Given request A.
According to the excerpt on Austin's wartime flying, what award did Austin receive for the Sarajevo flight and the other drops?
Given request B.
Copy word for word the stretch of the excerpt on Austin's wartime flying from "As Yugoslavia was" through "which Austin piloted.".

Excerpted text.
At RAF Filton training started again from scratch on Tiger Moths, and then from July 1940 the twin engine enclosed-cockpit Oxfords which were alright to fly as long as they didn't stall.

Later in July, Austin went on to the Operational Training Unit Number 10 where he learned to fly Whitley Threes. The aircraft's shortcomings led Austin to force-land on one occasion.

Training complete, he joined 51 Squadron in September 1940 located at RAF Dishforth in Yorkshire, but transferred in March 1941 to No 1419 (Special Duties) Flight (later 138 Squadron).

As a pilot working for the SOE, Austin flew missions to drop agents and supplies for resistance groups against the German occupying forces in Europe. Austin made numerous sorties to France and the Netherlands.

==Operation Bullseye==
After April 1941 when German forces occupied Yugoslavia in April 1941, the Special Operations Executive (SOE) worked with local partisan groups to combat the Germans. One specific group of interest were the Chetniks commanded by General Mihailovic, and it was decided that air drops would be attempted to supply his forces.

As Yugoslavia was too far Britain, two converted Whitley bombers of No 138 Squadron were sent to Malta to mount Operation Bullseye, one of which Austin piloted.

Austin made the first supply drop leaving Malta on the night of 7 November 1941 accompanied by a Serbian navigator to assist with map reading. He flew up the Adriatic Sea and headed inland across the Yugoslav coast to the drop zone at Mitrovica. After receiving the pre-arranged signal Austin made several circuits to drop his containers before heading back to Malta. A second supply attempt had to be cancelled a month later due to poor weather conditions over the drop zone.

On 3 February 1942 Austin made an 11-hour round trip to drop four agents and eight containers of supplies to Sarajevo. Austin flew at just 700 ft to drop containers and two of the agents before making a second circuit to drop the others. For this flight and the other drops Austin was awarded the Distinguished Flying Cross.

==Later wartime activity==
Following promotion to squadron leader, Austin took command No 1575 Flight (later No 624 Squadron) in Algeria. His flight supplied partisan groups in Sicily, Italy and Yugoslavia. In January 1944, his squadron moved to Brindisi in southern Italy. Austin continued to fly sorties to supply Tito's partisansgroups in northern Italy.

Extracted entries.

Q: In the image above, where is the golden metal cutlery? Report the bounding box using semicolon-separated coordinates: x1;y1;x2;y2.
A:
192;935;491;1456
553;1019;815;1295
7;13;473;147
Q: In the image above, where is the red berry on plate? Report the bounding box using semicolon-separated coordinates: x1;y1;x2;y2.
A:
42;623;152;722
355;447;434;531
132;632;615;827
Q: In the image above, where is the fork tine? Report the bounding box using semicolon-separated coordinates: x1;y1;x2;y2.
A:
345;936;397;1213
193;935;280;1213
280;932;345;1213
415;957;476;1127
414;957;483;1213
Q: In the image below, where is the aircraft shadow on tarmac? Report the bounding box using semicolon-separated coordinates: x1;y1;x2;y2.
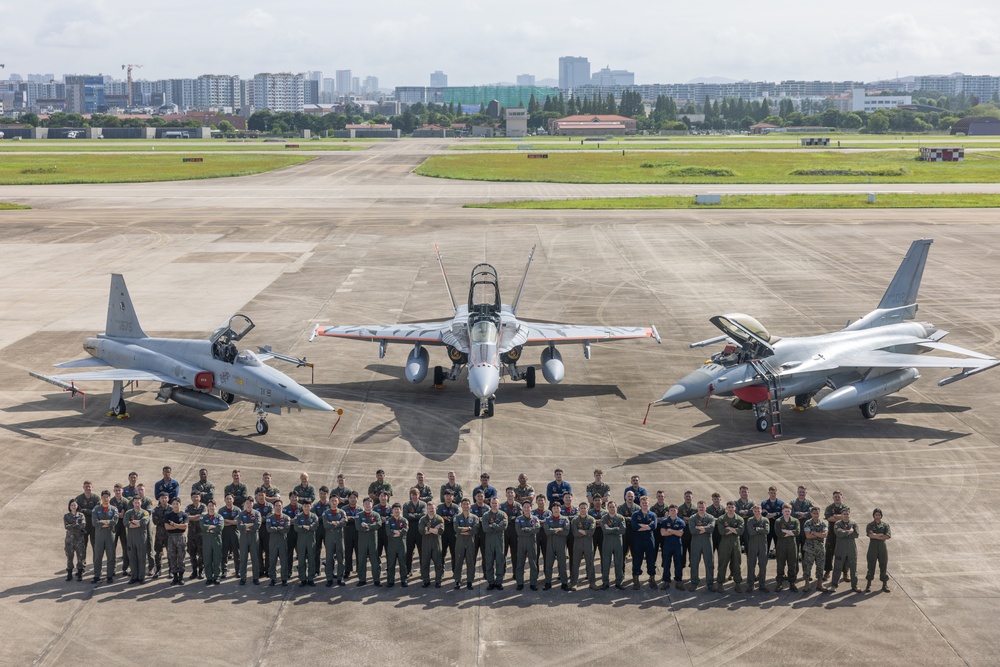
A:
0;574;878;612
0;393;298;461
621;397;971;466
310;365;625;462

* * *

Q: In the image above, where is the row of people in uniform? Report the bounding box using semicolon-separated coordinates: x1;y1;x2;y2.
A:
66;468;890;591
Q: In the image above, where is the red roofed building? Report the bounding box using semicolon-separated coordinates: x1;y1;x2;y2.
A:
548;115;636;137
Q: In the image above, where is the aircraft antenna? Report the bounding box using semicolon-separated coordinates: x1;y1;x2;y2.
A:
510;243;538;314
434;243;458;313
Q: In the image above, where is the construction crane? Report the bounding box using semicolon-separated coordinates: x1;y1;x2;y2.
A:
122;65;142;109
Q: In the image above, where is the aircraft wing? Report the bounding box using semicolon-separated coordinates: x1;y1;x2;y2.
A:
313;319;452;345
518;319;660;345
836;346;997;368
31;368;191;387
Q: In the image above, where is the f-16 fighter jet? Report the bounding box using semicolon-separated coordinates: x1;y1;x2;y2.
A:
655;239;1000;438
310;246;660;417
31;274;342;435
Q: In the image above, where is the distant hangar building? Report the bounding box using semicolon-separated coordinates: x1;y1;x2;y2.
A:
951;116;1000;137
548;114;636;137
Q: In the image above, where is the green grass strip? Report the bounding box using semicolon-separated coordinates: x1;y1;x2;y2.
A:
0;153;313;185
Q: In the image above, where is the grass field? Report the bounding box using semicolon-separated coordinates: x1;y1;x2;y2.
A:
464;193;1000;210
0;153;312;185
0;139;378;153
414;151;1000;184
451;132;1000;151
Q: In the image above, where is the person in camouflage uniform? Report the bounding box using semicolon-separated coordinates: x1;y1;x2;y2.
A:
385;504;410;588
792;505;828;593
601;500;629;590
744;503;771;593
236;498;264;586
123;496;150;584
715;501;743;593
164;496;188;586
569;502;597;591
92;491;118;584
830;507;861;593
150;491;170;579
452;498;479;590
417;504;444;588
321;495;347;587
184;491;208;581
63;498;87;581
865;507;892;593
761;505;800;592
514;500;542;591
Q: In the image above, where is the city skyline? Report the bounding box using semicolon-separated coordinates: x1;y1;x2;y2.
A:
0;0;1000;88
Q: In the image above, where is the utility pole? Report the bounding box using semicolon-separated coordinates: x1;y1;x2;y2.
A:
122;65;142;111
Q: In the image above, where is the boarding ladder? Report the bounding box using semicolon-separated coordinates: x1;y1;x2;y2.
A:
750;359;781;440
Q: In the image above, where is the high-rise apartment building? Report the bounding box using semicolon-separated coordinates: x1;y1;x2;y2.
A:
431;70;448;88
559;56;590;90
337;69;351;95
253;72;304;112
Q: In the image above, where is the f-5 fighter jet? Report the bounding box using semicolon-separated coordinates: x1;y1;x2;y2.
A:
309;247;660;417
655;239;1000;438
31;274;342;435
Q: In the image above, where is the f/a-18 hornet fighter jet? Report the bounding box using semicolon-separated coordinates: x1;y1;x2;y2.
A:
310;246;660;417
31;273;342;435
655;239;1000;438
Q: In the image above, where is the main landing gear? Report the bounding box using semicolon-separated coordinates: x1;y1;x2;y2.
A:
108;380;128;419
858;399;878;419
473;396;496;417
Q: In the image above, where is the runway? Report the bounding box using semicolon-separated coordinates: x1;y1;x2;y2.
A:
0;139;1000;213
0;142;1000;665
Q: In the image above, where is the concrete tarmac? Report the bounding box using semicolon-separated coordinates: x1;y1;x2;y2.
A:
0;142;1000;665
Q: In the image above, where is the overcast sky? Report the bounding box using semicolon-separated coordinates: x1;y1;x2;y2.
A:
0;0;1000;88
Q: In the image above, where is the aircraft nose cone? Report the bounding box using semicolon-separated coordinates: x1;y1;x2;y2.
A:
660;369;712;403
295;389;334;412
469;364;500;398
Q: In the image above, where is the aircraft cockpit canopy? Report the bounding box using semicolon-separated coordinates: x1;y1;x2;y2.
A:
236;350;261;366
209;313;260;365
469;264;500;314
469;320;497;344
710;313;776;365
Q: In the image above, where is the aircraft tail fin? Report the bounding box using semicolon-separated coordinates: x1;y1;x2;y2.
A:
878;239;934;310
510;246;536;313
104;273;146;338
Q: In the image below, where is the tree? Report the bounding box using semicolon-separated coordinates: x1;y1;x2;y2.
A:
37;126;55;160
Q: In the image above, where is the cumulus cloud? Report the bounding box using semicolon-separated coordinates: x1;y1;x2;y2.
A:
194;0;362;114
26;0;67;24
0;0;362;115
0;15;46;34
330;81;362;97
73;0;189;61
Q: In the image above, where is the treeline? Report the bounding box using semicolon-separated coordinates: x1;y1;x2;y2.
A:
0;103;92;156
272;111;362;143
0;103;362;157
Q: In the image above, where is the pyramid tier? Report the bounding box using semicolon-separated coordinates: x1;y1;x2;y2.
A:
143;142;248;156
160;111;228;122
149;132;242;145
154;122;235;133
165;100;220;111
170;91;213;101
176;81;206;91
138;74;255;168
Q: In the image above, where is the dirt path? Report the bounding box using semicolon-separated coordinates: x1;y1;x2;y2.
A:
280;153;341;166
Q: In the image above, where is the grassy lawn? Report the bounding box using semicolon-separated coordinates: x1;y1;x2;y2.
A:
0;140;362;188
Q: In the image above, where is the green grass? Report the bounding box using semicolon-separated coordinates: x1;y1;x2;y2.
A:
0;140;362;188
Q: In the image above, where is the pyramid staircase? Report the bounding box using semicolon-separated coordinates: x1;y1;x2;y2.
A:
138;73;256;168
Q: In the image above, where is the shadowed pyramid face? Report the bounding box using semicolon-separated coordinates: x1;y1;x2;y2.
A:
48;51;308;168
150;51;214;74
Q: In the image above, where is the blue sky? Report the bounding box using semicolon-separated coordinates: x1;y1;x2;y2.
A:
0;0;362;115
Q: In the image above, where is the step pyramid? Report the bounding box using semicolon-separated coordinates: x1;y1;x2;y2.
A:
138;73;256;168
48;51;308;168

==

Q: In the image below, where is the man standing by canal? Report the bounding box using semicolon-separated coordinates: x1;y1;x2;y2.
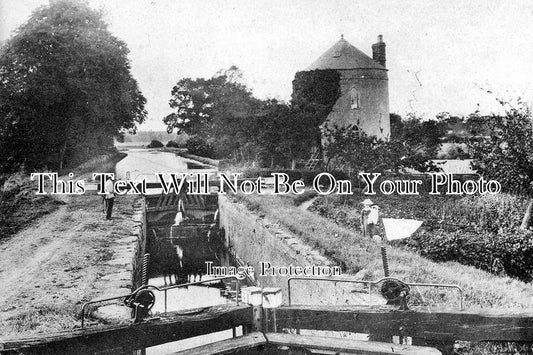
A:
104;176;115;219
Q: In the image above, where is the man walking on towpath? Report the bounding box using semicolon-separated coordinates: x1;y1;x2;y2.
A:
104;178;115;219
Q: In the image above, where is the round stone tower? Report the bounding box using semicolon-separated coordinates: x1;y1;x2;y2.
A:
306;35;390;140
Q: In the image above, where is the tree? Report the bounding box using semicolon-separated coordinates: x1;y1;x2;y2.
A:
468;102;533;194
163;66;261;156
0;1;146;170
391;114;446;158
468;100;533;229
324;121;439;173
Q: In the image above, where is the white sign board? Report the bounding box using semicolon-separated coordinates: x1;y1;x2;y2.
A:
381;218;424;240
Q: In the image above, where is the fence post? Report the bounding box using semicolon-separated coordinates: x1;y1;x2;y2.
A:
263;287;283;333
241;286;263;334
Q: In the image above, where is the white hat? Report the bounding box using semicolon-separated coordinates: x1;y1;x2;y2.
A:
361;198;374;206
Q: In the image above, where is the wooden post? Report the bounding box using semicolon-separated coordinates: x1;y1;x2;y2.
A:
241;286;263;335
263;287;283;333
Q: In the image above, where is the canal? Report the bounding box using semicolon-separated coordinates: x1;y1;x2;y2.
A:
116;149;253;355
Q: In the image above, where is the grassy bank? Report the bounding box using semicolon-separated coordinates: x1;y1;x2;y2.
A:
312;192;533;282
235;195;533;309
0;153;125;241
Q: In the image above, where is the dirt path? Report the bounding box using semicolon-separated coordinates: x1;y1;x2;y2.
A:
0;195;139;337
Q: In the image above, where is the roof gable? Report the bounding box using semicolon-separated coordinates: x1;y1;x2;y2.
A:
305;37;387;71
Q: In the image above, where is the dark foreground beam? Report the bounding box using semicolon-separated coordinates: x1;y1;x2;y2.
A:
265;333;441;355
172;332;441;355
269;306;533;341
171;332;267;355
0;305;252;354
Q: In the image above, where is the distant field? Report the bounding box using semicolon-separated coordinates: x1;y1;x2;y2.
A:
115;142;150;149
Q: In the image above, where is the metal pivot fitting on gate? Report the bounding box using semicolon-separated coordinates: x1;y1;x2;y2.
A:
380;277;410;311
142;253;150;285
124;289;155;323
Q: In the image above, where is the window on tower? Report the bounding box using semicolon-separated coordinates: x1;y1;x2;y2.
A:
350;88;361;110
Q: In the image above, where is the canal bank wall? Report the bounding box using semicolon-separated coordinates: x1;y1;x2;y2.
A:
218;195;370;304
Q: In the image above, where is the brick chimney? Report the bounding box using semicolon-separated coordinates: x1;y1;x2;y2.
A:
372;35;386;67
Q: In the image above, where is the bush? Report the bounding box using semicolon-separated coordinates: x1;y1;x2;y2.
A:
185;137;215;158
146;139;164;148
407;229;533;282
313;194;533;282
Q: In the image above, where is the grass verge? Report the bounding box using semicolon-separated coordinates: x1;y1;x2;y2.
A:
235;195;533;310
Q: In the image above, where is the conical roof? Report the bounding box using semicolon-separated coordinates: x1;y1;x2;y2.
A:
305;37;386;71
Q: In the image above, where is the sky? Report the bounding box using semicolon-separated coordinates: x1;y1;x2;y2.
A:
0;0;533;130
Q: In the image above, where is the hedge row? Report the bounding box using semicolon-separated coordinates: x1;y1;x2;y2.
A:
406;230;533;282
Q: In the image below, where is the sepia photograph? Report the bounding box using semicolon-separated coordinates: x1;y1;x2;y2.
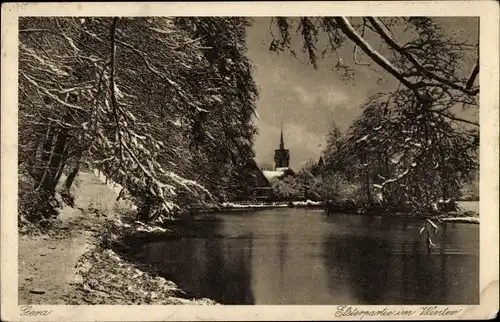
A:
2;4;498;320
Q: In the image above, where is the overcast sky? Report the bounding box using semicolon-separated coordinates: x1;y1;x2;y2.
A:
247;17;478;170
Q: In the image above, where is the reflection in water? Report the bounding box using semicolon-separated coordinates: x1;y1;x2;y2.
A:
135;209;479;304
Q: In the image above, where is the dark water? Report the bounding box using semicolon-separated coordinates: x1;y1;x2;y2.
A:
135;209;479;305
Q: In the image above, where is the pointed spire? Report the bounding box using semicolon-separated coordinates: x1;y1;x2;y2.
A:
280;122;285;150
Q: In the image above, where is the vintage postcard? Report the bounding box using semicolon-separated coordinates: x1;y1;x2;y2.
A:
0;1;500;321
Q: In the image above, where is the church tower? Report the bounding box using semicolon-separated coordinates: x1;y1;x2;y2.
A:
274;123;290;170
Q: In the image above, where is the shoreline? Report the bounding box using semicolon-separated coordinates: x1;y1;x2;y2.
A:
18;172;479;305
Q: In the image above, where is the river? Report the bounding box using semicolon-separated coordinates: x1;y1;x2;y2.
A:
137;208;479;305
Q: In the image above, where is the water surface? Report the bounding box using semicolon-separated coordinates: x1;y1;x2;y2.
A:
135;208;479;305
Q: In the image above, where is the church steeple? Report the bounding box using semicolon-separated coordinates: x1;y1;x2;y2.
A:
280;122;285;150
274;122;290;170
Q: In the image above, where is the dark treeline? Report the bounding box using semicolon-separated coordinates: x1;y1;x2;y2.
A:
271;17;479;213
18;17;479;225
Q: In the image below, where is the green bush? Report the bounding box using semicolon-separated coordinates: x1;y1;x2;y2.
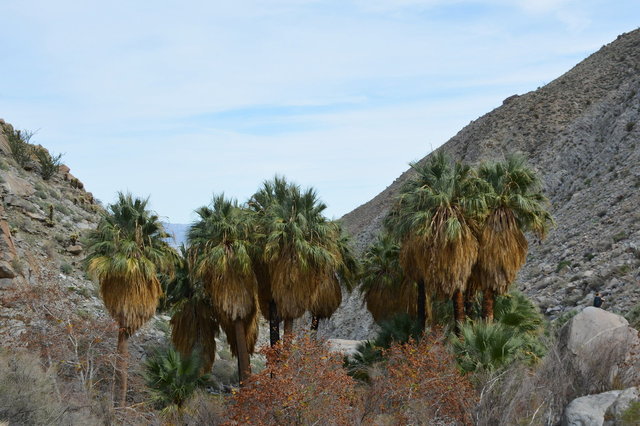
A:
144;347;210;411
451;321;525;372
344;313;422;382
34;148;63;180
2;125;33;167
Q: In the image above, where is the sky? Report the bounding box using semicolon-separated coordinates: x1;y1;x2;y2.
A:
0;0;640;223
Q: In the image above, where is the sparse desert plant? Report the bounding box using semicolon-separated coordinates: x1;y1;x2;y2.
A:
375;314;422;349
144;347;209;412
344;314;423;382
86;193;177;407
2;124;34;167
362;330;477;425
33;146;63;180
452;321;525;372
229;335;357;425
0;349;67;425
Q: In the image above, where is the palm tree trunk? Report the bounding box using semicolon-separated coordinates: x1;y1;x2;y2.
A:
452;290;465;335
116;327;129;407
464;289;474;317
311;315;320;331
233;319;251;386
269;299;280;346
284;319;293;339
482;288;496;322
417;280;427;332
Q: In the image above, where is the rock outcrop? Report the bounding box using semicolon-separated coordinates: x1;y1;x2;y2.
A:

Task answer A.
The Distinguished Flying Cross.

Task answer B.
As Yugoslavia was too far Britain, two converted Whitley bombers of No 138 Squadron were sent to Malta to mount Operation Bullseye, one of which Austin piloted.